* _TASK PROMPT_: Copy every line of the listing exactly.

* _RECORDS_:
=== Begin Enclosure ===

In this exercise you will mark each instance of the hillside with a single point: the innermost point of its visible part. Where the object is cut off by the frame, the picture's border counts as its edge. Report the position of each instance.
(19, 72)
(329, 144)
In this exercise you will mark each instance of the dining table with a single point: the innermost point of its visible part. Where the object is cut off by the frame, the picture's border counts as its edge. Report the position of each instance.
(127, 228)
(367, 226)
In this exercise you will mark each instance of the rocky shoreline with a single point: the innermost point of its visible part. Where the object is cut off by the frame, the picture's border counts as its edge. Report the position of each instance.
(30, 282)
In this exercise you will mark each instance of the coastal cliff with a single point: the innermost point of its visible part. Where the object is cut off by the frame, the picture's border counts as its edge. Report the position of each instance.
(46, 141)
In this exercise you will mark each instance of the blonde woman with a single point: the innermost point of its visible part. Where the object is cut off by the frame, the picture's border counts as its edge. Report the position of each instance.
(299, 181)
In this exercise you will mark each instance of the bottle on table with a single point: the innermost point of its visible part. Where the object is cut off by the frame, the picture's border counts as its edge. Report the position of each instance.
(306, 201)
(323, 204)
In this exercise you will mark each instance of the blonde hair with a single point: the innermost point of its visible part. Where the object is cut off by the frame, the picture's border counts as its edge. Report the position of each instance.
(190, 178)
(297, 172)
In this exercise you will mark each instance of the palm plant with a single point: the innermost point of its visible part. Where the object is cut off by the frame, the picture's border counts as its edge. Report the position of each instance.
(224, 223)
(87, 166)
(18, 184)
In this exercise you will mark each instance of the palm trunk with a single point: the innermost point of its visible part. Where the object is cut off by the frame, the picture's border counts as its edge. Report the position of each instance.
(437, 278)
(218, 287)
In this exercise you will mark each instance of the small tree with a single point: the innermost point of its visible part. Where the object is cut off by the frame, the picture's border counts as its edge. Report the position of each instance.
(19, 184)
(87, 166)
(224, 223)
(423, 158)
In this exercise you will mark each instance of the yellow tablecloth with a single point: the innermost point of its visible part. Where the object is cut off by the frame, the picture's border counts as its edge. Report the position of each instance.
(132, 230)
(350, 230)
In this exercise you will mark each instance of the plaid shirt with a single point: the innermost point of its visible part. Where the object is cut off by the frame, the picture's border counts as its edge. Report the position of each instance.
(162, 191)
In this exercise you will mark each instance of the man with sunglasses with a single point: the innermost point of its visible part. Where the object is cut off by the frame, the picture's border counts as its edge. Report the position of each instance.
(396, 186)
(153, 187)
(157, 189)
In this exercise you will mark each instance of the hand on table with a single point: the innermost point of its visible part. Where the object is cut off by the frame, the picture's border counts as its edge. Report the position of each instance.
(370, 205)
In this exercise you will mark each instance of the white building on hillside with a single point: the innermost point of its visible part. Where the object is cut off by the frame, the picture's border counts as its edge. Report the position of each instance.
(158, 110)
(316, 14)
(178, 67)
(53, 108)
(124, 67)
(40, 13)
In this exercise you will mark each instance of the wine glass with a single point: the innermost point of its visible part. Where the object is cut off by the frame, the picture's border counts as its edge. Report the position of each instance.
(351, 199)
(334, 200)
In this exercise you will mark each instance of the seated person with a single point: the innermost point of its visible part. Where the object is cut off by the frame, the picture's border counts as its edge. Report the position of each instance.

=== End Enclosure ===

* _COMPLETED TASK_:
In this exercise you will mark each instance of the hillside with a single point: the innermost point of its visible part. Where the object is cut off by the frame, the picture's border counts as its edge. Report the position of each instance.
(19, 72)
(329, 144)
In this exercise you will mark each instance of the dining table with a single point: the innermost point of its visible part. Where the object is cut off by the frame, the picture's border counts as its edge. Report the position of each instance.
(127, 228)
(367, 226)
In this exercise you will mark each instance of the rocky shoreline with a single point: the innermost point of its visible part. Where the object is cut off by the frame, the picture's border counts as its edge. Report the position of each instance.
(30, 282)
In this exercise you will mark each instance of the coastal cliff with a single point: the innermost point of its visible part. Where the object is cut off by the frame, the picture's border counts as its edge. Report the position of each instance.
(46, 141)
In this exercise you will mark each instance of the blonde woman with a single point: the innermost point of its visible part. Where the object is cut off by the frame, the picture's border counts as its edge. Report the position of each instance.
(299, 181)
In this exercise you will mark each instance of the bottle on table with a single point: the innermost point of its visible part. Where the object is cut off by the frame, the picture's border counts as its edge. Report the position of each instance.
(306, 201)
(323, 204)
In this exercise you will mark each instance of the blonde hair with a single point: the innermost point of its visible part. Where the object is cut off by the frame, the picture's border counts as its edge. Report the position of each instance.
(190, 178)
(297, 172)
In this exercise you will mark each instance of the palm plant with a single point: the innermost point of its visible part. Where the object is cut off by the frame, the picture's border counts as its edge. Report the position of each instance.
(224, 223)
(87, 166)
(18, 184)
In this exercise you will mark each instance of the palm trunk with a single point: the innermost point of its visible part. Where the object is cut off by the frame, the picture's border counts as its edge. Report the position of each instance.
(437, 278)
(218, 287)
In this exercise you will mark each instance of the small tree with a single point: the innermost point of its visible part. Where the object is cut off by the frame, the picture's border counts as its edge. Report the position of each instance.
(19, 184)
(87, 166)
(224, 223)
(423, 158)
In this exercise you will mark each instance of the yellow tablecloth with a single point: the innermost point of its visible part. Where the object is cut off by the frame, the picture's border counts as its edge. Report the position of each instance.
(132, 230)
(350, 230)
In this exercise you will mark each instance of the plaid shirt with a single point: the innermost point of its visible part. Where the object is cut off by the frame, the picture's border counts as its edge. Report the position of each instance.
(162, 191)
In this exercise you will mark each instance of the man with sunglasses with a single point: the innermost point of its visible part. Where the object is cut off by the frame, the picture's border counts as its edge. Report the position of each instance.
(396, 186)
(153, 187)
(157, 189)
In this exercise you will mark each instance of the hand on table with a single point: the innermost point of its visible part. Where the object is cut off by the frame, the picture's border counts as its edge. Report the position of each instance.
(370, 205)
In this exercise you will mark each instance of the white building on hillside with a single point: the innermost point of its visible part. Where the object is cut off by the frame, the picture's border counts as its edge. Report the position of each instance.
(158, 110)
(316, 14)
(178, 67)
(53, 108)
(124, 67)
(40, 13)
In this exercise you will mark each instance of the wine glass with a single point: the innermost point of its visible part. Where the object is cut off by the frame, the picture's border counts as its edge. Report the position of each instance.
(351, 199)
(334, 200)
In this exercise you will mark each instance of the seated person with a single point: the innermost point of its visible part. Where the object is cut off by the frame, the picture's border counts as its edge. Report the position of each instance.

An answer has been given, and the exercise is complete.